━━━ Data provided

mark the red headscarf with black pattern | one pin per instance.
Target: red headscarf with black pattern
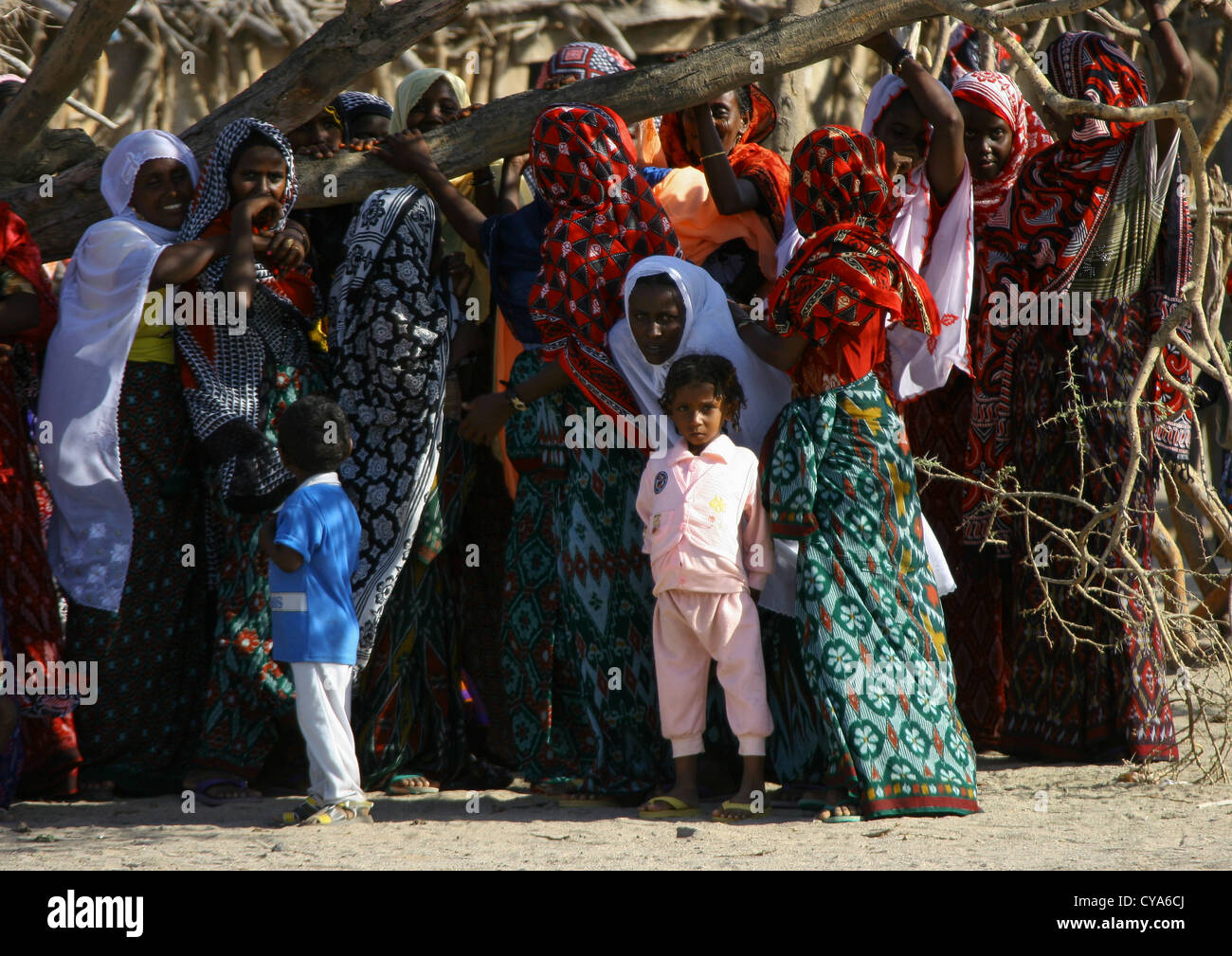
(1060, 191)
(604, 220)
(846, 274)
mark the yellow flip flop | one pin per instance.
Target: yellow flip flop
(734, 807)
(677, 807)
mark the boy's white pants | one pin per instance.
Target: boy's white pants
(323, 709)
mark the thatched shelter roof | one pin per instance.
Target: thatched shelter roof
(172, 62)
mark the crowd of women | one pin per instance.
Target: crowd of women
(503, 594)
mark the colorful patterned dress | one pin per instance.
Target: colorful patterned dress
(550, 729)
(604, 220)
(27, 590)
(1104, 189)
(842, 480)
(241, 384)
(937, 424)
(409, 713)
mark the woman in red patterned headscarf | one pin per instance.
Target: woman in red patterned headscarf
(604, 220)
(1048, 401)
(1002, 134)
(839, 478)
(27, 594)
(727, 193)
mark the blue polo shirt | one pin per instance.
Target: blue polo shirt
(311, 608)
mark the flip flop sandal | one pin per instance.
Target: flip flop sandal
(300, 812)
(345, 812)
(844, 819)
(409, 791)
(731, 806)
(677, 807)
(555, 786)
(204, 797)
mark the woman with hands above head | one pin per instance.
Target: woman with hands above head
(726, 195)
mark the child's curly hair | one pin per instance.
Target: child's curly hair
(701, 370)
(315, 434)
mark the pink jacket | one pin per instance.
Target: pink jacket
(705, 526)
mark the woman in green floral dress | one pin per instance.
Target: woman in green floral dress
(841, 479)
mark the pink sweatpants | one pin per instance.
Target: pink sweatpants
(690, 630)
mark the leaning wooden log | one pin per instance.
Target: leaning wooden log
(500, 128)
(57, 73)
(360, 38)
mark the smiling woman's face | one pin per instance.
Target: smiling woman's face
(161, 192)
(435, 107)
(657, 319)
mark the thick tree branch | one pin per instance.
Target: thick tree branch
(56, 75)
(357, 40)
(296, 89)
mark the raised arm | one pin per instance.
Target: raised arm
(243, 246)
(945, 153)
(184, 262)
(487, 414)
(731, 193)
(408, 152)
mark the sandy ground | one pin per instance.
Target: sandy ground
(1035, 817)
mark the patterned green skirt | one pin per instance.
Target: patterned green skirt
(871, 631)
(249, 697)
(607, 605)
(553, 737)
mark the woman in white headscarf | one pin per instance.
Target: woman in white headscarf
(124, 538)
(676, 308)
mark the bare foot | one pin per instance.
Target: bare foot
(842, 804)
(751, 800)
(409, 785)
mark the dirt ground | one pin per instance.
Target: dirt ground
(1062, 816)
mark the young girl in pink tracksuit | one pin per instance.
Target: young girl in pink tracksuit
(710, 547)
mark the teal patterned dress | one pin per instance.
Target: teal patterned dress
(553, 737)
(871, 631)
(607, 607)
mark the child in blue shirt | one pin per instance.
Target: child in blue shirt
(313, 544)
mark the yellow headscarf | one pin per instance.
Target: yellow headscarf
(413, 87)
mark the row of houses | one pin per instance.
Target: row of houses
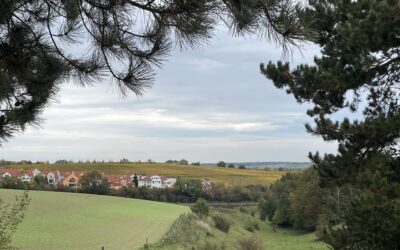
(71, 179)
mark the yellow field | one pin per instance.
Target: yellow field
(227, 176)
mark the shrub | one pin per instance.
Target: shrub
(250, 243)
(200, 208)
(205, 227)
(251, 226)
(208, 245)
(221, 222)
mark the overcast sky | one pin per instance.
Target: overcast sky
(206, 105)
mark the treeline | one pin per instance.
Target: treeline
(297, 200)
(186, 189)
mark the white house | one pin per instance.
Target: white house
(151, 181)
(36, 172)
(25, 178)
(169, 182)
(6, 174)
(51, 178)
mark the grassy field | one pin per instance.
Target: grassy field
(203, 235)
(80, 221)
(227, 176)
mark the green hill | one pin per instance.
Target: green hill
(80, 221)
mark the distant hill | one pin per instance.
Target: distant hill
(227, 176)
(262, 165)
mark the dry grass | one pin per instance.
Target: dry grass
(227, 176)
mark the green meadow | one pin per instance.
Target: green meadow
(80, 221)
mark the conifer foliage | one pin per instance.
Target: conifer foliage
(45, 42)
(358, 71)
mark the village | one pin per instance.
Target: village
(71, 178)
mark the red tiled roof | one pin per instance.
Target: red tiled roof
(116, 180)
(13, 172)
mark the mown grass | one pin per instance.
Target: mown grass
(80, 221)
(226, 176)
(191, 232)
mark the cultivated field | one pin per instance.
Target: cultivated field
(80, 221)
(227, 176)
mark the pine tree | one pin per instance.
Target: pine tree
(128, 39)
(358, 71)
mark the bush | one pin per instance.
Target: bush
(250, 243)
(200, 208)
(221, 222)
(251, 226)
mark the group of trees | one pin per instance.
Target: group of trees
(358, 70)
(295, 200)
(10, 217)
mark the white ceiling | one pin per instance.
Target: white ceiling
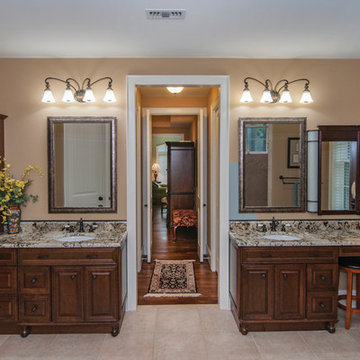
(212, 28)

━━━━━━

* Task to complete *
Exact copies of all the entries, without any pictures, are what the answer must contain.

* Written solution *
mark the red headscarf with black pattern | one pin per instance.
Target: red headscarf with black pattern
(1060, 191)
(604, 220)
(846, 274)
mark the yellow flip flop | one pin per instance.
Target: yellow flip flop
(734, 807)
(677, 807)
mark the boy's white pants | one pin per instance.
Target: boy's white pants
(323, 709)
mark the thatched shelter roof | one pin per instance.
Target: thatched shelter roof
(172, 62)
mark the crowd of women | one pin per instance.
Target: crowd of women
(503, 594)
mark the colorful patterned dress | one pin per instance.
Target: colorful patterned dress
(550, 729)
(604, 220)
(27, 590)
(1104, 189)
(842, 480)
(241, 384)
(937, 424)
(409, 713)
mark the woman in red patterned headscarf | one pin per instance.
Target: woman in red patterned headscarf
(604, 220)
(1048, 401)
(1002, 134)
(839, 478)
(27, 594)
(727, 193)
mark the blue polo shirt | one pin per instance.
Target: blue polo shirt
(311, 608)
mark the flip flop sandal | one pin per instance.
Target: flip flop sandal
(300, 812)
(345, 812)
(844, 819)
(409, 791)
(731, 806)
(677, 807)
(555, 786)
(204, 797)
mark the woman with hands above head | one pin per instance.
Target: woman with hands above head
(726, 195)
mark the child's curly hair | one pin per instance.
Target: child's curly hair
(701, 370)
(315, 434)
mark the pink jacket | one pin per instance.
Target: pink jacket
(705, 526)
mark the woman in green floral dress | one pin per instance.
Target: woman in green floral dress
(841, 479)
mark the pink sweatpants | one pin per instance.
Target: pink sweatpants
(690, 630)
mark the leaning wooden log | one pin per instance.
Target: leaning wooden log
(500, 128)
(57, 73)
(360, 38)
mark the smiling woman's face | one pin per instance.
Target: smiling woman's face
(161, 192)
(435, 107)
(657, 319)
mark the thick tree branch | one pin per instance.
Target: thick tree branch
(56, 75)
(357, 40)
(296, 89)
mark the raised arm | one pin per instance.
Target: raised arm
(243, 246)
(945, 153)
(184, 262)
(487, 414)
(731, 193)
(408, 152)
mark the sandy ground | one pin per instance.
Target: sandy ground
(1035, 817)
mark the patterned green skirt | one pin per instance.
Target: patterned green skirt
(871, 631)
(249, 697)
(607, 605)
(553, 737)
mark the woman in white headscarf | one pin per instance.
Target: woman in white headscarf
(124, 538)
(676, 308)
mark the bare foot | one pin per instance.
Target: bare foot
(842, 804)
(751, 800)
(409, 785)
mark the dirt ground | one pin per instance.
Target: dirt ground
(1062, 816)
mark the young girl in pink tracksuit | one pin per instance.
Target: young girl in pink tracksuit
(710, 547)
mark the teal patterned dress | one pin per instance.
Target: teal patterned dress
(553, 737)
(871, 631)
(607, 607)
mark the child in blue shirt | one pin per instance.
Target: child in blue shirt
(313, 544)
mark the yellow headscarf | one pin per instance.
Target: yellow headscarf
(413, 87)
mark the row of houses | one pin per instance.
Target: row of houses
(71, 179)
mark the yellow field | one pin per instance.
Target: yellow field
(227, 176)
mark the shrub | one pin per instance.
Target: shrub
(250, 243)
(200, 208)
(205, 227)
(251, 226)
(208, 245)
(221, 222)
mark the overcast sky | one pin per instance.
Target: overcast sky
(206, 105)
mark the treeline | one pin per instance.
Target: treeline
(297, 200)
(186, 189)
mark the white house | one pin per instance.
Target: white house
(151, 181)
(36, 172)
(25, 178)
(169, 182)
(6, 174)
(51, 178)
mark the grassy field | one pin per instance.
Target: grassy field
(203, 235)
(80, 221)
(227, 176)
mark the green hill | one pin per instance.
Target: green hill
(80, 221)
mark the distant hill | one pin per instance.
Target: distant hill
(227, 176)
(262, 165)
mark the dry grass | one pin per instance.
Target: dry grass
(227, 176)
mark the green meadow | one pin per instance.
Target: green meadow
(80, 221)
mark the conifer foliage | one pin per instance.
Target: conifer foliage
(45, 42)
(358, 71)
mark the village | one pin per instance.
Target: village
(71, 178)
mark the red tiled roof | one pin per instance.
Target: red tiled roof
(116, 180)
(13, 172)
mark the mown grass | one pin per instance.
Target: mown grass
(80, 221)
(226, 176)
(191, 232)
mark the cultivated field | one pin per instance.
Target: cultivated field
(80, 221)
(227, 176)
mark the pine tree | one pin per instance.
Target: pine tree
(128, 39)
(358, 71)
mark the bush | one pin per instance.
Target: bush
(250, 243)
(200, 208)
(221, 222)
(251, 226)
mark the group of trees | one pin per instance.
Target: group of trees
(358, 70)
(295, 200)
(10, 217)
mark the white ceiling | one pin per instance.
Target: white ceiling
(212, 28)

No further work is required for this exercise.